◆ ТЕКСТ:
※ ※ ※

Поэтому предлагаю не церемониться. Владимир Высоцкий когда-то написал:
С меня при цифре 37 в момент слетает хмель.
Вот и сейчас как холодом подуло:
Под эту цифру Пушкин подгадал себе дуэль
И Маяковский лег виском на дуло.
Высоцкого мы исправим. Нам не впервой. Предлагаю такой вариант:
С меня при цифре 37 в момент слетает хмель.
Да и вообще мне как-то все не очень!
Под эту цифру Пушкин подгадал себе дуэль,
А Маяковский, он уехал в Сочи.
А что? По-моему, миленько!
Про Цветаеву мы напишем, что она прихворнула животом, недолго мучилась, а потом, не получив уже не нужную ей должность посудомойки, умерла.
Зачем людям знать, что Маяковский застрелился? От того что любовная лодка разбилась о быт. Зачем? Будем считать, что он до сих пор доволен жизнью и выращивает капусту. А Цветаева не повесилась и теперь работает в ЖЭКе.
Но что я прицепился к Маяковскому и Цветаевой? Предлагаю исправить и Льва Николаевича. Мой вариант такой. Анна Каренина, довольная своей жизнью, едет в коляске по городу и, не находясь при этом в состоянии психического истощения и не видя вывески «Je me fais coiffer par Тютькин» (которая кажется ей гадкой и пошлой, как и все остальное: как ее охладевающий любовник Вронский, как она сама, как весь мир вокруг), вдруг говорит кучеру: «На вокзал!» После чего Анна Каренина на вокзал приезжает, но не за тем, о чем вы все подумали. Нет! Она проходит к кассам и спрашивает: «Кто последний?» Потом дожидается своей очереди к окошечку и говорит: «Один билет!»
— До Сочи? — спрашивает ее кассир.
— До Сочи, до Сочи! — раздраженно отвечает Анна Аркадьевна.
И все довольны.
Я все понимаю. Судьбу Анны Карениной уже не изменить. Это даже чиновникам не по силам. Не изменить и того, как она не спускала глаз с колес подходящего второго вагона (почему-то эта точность Толстого больше всего леденит). И как упала туда, откинув красный мешочек и вжав голову в плечи. И как в то же мгновение ужаснулась тому, что делает. И как мужичок, приговаривая что-то свое, работал над железом. И как свеча, при которой она читала исполненную тревог, обманов, горя и зла книгу, вспыхнув, вдруг затрещала и погасла.
Но я хочу понять, что происходит в головах у наших чиновников. Почему им легче запретить говорить правду, чем попытаться эту жизнь изменить? Ведь все же в их силах.
Неужели им действительно никогда никого не жалко?

※ ※ ※

◆ ДАННЫЕ:

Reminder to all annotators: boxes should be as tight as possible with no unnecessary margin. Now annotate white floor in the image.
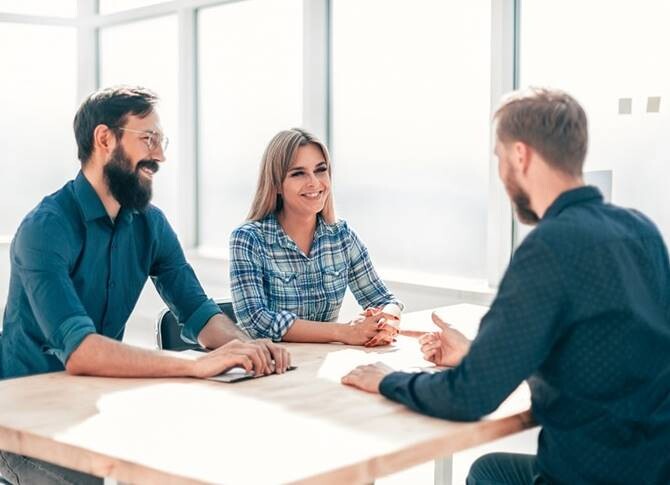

※ ※ ※

◆ ЗАДАНИЯ:
**a.** Перечислите, пожалуйста, всех писателей и поэтов, упомянутых в тексте о переделке классиков.
**b.** Допишите продолжение текста о переделке классиков, начиная сразу после его последней фразы.

◆ ОТВЕТЫ К ЗАДАНИЯМ:
**a.** Владимир Высоцкий, Пушкин, Маяковский, Цветаева, Лев Николаевич Толстой.

**b.**
…Помните, я начал этот текст с «маленьких ножек» наших поэтов? Вы не обижайтесь за поэтов. Про «маленькие ножки» — это я чисто символически. Обожание ведь всегда требует от нас нежного преуменьшения. «Ты мой мальчик», «ты моя девочка», «маленький», «кошечка», «мой маленький гений», «нежный цветочек». Ведь так же мы говорим, когда любим?
В 1921 году у одного из домов на набережной случайные прохожие могли заметить у водосточной трубы небольшое объявление, написанное от руки. «Миллион рублей тому, кто укажет...» — гласило объявление. Деньги тогда обесценились, и любой остановившийся (из досужего любопытства или просто из сострадания) мог прочитать: «...где находится женщина... ушедшая вечером... в платке...»
В конце объявления был указан адрес и значилась подпись: Федор Сологуб. Даже случайному прохожему это имя могло быть известно, а уж знающие писателя люди были в курсе, что Анастасия Чеботаревская, жена Сологуба, ушла однажды из дому и не вернулась.
Теперь ее судьба хорошо известна: она бросилась в Неву в припадке психического расстройства.
Но это известно нам. А тогда обезумевший от горя и испуга Сологуб бегал по всему городу и расклеивал свои жалкие листовки, потому что не верил в ее смерть (не хотел), и каждый день, садясь за стол, накрывал для своей жены еще один прибор.
Просто представьте себе это: накрывал ненужный прибор. Уже навсегда лишний.
Печаль в груди была остра,
Безумна ночь —
И мы блуждали до утра,
Искали дочь.
(…)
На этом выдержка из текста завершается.